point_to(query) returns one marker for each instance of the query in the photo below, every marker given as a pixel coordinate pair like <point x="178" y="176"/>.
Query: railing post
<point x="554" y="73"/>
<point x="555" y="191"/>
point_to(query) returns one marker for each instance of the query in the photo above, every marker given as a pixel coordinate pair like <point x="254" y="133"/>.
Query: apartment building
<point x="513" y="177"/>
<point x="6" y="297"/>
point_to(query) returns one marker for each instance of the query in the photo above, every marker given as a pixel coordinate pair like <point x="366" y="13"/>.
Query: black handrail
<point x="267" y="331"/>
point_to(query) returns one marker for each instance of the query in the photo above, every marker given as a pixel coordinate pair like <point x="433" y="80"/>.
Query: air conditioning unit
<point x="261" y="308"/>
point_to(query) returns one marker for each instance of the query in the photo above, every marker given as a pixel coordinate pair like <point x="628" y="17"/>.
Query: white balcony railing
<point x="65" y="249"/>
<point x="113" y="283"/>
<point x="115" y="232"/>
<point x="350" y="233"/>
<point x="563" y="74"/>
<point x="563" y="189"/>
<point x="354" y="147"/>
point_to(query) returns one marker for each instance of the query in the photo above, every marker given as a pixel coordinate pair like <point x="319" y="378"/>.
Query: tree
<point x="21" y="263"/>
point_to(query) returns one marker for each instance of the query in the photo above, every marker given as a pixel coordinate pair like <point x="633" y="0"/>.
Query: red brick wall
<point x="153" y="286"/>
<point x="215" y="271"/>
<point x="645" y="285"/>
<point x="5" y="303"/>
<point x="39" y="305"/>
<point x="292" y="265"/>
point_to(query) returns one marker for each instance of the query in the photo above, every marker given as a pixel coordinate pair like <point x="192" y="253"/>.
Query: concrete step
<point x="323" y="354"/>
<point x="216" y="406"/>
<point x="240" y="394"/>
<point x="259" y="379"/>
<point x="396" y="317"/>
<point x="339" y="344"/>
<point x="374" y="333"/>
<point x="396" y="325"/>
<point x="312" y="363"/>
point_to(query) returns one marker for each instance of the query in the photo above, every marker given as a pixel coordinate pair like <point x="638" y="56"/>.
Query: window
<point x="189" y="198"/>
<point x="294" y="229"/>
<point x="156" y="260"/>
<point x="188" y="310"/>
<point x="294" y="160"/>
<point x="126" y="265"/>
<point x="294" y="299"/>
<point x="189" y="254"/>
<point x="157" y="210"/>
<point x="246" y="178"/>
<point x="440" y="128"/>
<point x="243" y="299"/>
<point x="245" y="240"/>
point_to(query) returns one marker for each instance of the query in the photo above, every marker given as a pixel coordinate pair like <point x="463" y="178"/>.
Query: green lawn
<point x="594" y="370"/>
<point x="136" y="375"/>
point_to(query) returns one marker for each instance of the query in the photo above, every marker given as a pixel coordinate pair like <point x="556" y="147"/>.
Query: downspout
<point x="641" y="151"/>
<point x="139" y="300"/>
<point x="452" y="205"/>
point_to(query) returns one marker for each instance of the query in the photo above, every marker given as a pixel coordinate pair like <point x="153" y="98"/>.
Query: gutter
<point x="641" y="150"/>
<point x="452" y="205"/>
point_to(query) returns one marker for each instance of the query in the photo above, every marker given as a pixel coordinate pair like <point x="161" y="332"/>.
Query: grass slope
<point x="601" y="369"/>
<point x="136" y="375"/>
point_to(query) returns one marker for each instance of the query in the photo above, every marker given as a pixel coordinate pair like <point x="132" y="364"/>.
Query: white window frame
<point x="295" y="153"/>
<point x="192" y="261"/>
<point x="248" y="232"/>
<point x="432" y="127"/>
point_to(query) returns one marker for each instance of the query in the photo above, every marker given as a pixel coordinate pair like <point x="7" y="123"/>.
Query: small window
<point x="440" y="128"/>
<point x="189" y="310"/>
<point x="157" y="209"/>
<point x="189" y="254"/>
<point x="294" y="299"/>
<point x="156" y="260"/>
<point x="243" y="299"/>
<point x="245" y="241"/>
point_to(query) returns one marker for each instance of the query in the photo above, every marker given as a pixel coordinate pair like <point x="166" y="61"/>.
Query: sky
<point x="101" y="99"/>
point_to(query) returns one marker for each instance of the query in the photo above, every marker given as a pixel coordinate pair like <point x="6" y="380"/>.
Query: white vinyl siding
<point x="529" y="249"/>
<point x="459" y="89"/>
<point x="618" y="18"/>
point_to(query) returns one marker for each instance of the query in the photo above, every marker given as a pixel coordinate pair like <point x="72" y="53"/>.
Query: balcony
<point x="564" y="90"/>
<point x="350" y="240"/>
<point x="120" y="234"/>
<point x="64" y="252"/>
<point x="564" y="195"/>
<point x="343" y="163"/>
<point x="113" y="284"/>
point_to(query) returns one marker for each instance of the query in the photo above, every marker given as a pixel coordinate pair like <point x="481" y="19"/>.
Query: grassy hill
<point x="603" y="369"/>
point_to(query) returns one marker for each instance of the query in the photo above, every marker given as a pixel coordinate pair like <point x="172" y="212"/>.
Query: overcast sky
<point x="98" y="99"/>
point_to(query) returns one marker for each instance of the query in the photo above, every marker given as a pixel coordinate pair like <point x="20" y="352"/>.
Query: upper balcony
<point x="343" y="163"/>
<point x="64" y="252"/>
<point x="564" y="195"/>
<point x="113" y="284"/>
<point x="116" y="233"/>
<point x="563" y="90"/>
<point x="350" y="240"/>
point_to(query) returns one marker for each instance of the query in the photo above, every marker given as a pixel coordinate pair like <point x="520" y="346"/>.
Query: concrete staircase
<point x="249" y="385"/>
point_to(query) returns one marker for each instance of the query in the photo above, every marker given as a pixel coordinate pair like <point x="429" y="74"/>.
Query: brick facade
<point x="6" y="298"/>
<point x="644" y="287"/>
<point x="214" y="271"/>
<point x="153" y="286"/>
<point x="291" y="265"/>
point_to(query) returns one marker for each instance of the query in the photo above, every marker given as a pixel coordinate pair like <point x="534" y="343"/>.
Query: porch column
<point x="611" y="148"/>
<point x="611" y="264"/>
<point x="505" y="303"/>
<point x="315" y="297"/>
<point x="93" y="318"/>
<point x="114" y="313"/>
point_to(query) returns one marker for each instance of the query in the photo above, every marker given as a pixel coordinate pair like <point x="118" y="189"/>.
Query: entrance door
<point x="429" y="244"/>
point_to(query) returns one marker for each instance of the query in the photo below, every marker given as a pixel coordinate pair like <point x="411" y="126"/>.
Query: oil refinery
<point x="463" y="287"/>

-*-

Print the records above exactly as they appear.

== Response for this exercise ==
point_to(query) returns one marker for each instance of the query in the photo below, every marker given as a pixel coordinate pair like <point x="178" y="176"/>.
Query: railing post
<point x="554" y="73"/>
<point x="555" y="191"/>
point_to(query) returns one marker for each instance of the query in the photo above, every marker given as a pixel coordinate pair like <point x="254" y="133"/>.
Query: apartment building
<point x="513" y="177"/>
<point x="6" y="297"/>
point_to(query) returns one marker for each instance of the query in the photo above, every marker given as a pixel coordinate pair like <point x="366" y="13"/>.
Query: black handrail
<point x="267" y="331"/>
point_to(query) returns one marker for each instance of the query in the photo above, every marker given as a pixel coordinate pair like <point x="433" y="80"/>.
Query: air conditioning unit
<point x="261" y="308"/>
point_to(query) returns one marker for each instance of the query in the photo above, every marker given as a pixel coordinate pair like <point x="628" y="17"/>.
Query: white balcony railing
<point x="65" y="249"/>
<point x="113" y="283"/>
<point x="115" y="232"/>
<point x="350" y="233"/>
<point x="563" y="74"/>
<point x="563" y="189"/>
<point x="354" y="147"/>
point_to(query) returns one marker for each instance of the query in the photo above, every marker given as a pixel coordinate pair like <point x="319" y="378"/>.
Query: tree
<point x="21" y="263"/>
point_to(query) returns one marker for each instance of the query in the photo above, every marker given as a pixel coordinate pair like <point x="633" y="0"/>.
Query: red brick wall
<point x="153" y="286"/>
<point x="215" y="271"/>
<point x="645" y="285"/>
<point x="5" y="303"/>
<point x="39" y="305"/>
<point x="292" y="265"/>
point_to(query) returns one marker for each instance of the query in the photo above, every marker given as a pixel coordinate pair like <point x="192" y="253"/>.
Query: concrete step
<point x="323" y="354"/>
<point x="216" y="406"/>
<point x="240" y="394"/>
<point x="259" y="379"/>
<point x="396" y="317"/>
<point x="339" y="344"/>
<point x="374" y="333"/>
<point x="396" y="325"/>
<point x="312" y="363"/>
point_to(query) returns one marker for each instance of the query in the photo above, every marker given as a pixel coordinate pair like <point x="638" y="56"/>.
Query: window
<point x="189" y="198"/>
<point x="294" y="229"/>
<point x="156" y="260"/>
<point x="188" y="310"/>
<point x="294" y="160"/>
<point x="126" y="265"/>
<point x="294" y="299"/>
<point x="189" y="254"/>
<point x="157" y="210"/>
<point x="246" y="178"/>
<point x="440" y="128"/>
<point x="243" y="299"/>
<point x="245" y="240"/>
point_to(query) returns one marker for each instance of the query in the photo above, every marker given as a pixel coordinate pair like <point x="463" y="178"/>.
Query: green lawn
<point x="594" y="370"/>
<point x="136" y="375"/>
point_to(query) returns one marker for each instance of the query in the photo above, every marker given as a pixel coordinate pair like <point x="556" y="147"/>.
Query: downspout
<point x="641" y="151"/>
<point x="139" y="300"/>
<point x="452" y="205"/>
point_to(query) returns one marker for each instance of the query in the photo above, every marker given as a pixel coordinate pair like <point x="153" y="98"/>.
Query: gutter
<point x="641" y="150"/>
<point x="452" y="205"/>
point_to(query) returns one marker for each instance of the query in the photo above, every marker given as a pixel coordinate pair like <point x="161" y="332"/>.
Query: grass slope
<point x="601" y="369"/>
<point x="136" y="375"/>
point_to(query) returns one marker for each instance of the query in the photo above, every marker given as a pixel coordinate pair like <point x="132" y="364"/>.
Query: white window frame
<point x="295" y="153"/>
<point x="192" y="261"/>
<point x="248" y="232"/>
<point x="432" y="127"/>
point_to(query) returns one marker for each instance of the query in the photo above, every marker given as a pixel coordinate pair like <point x="7" y="123"/>.
Query: small window
<point x="440" y="128"/>
<point x="189" y="310"/>
<point x="157" y="209"/>
<point x="189" y="254"/>
<point x="294" y="299"/>
<point x="156" y="260"/>
<point x="243" y="299"/>
<point x="245" y="241"/>
point_to(query) returns one marker for each instance of the query in the photo above, every marker given as a pixel coordinate pair like <point x="166" y="61"/>.
Query: sky
<point x="101" y="99"/>
point_to(query) returns one marker for each instance of the query in the photo above, every marker given as a pixel coordinate pair like <point x="6" y="380"/>.
Query: white vinyl siding
<point x="529" y="249"/>
<point x="459" y="89"/>
<point x="618" y="18"/>
point_to(query) returns one marker for each instance of the query in the photo above, every marker given as a pixel coordinate pair like <point x="72" y="53"/>.
Query: balcony
<point x="564" y="90"/>
<point x="350" y="240"/>
<point x="120" y="234"/>
<point x="64" y="252"/>
<point x="564" y="195"/>
<point x="343" y="163"/>
<point x="113" y="284"/>
point_to(query) returns one marker for each instance of the query in the photo above, every marker given as a pixel coordinate pair like <point x="481" y="19"/>.
Query: grassy hill
<point x="603" y="369"/>
point_to(query) returns one marker for each instance of the query in the photo above, every marker given as a pixel coordinate pair like <point x="172" y="212"/>.
Query: overcast sky
<point x="98" y="99"/>
point_to(query) returns one marker for each instance of the query in the photo above, every marker given as a pixel coordinate pair like <point x="20" y="352"/>.
Query: upper balcony
<point x="343" y="163"/>
<point x="64" y="252"/>
<point x="564" y="195"/>
<point x="113" y="284"/>
<point x="116" y="233"/>
<point x="563" y="90"/>
<point x="350" y="240"/>
point_to(query) returns one marker for each instance of the query in the photo above, every marker given as a pixel coordinate pair like <point x="520" y="346"/>.
Query: concrete staircase
<point x="249" y="385"/>
point_to(query) returns one marker for each instance of the query in the photo above, every marker given as a pixel coordinate pair like <point x="429" y="74"/>.
Query: brick facade
<point x="6" y="298"/>
<point x="644" y="287"/>
<point x="214" y="271"/>
<point x="153" y="286"/>
<point x="291" y="265"/>
point_to(query) returns one marker for each instance of the query in the photo above, every marker given as a pixel coordinate pair like <point x="534" y="343"/>.
Query: porch column
<point x="611" y="148"/>
<point x="611" y="264"/>
<point x="505" y="303"/>
<point x="315" y="297"/>
<point x="93" y="318"/>
<point x="114" y="313"/>
point_to(query) returns one marker for each instance of the query in the photo above, every marker given as a pixel coordinate pair like <point x="118" y="189"/>.
Query: entrance door
<point x="429" y="244"/>
point_to(query) returns one marker for each instance of the query in the photo below, every marker given as a pixel coordinate pair like <point x="411" y="126"/>.
Query: oil refinery
<point x="463" y="287"/>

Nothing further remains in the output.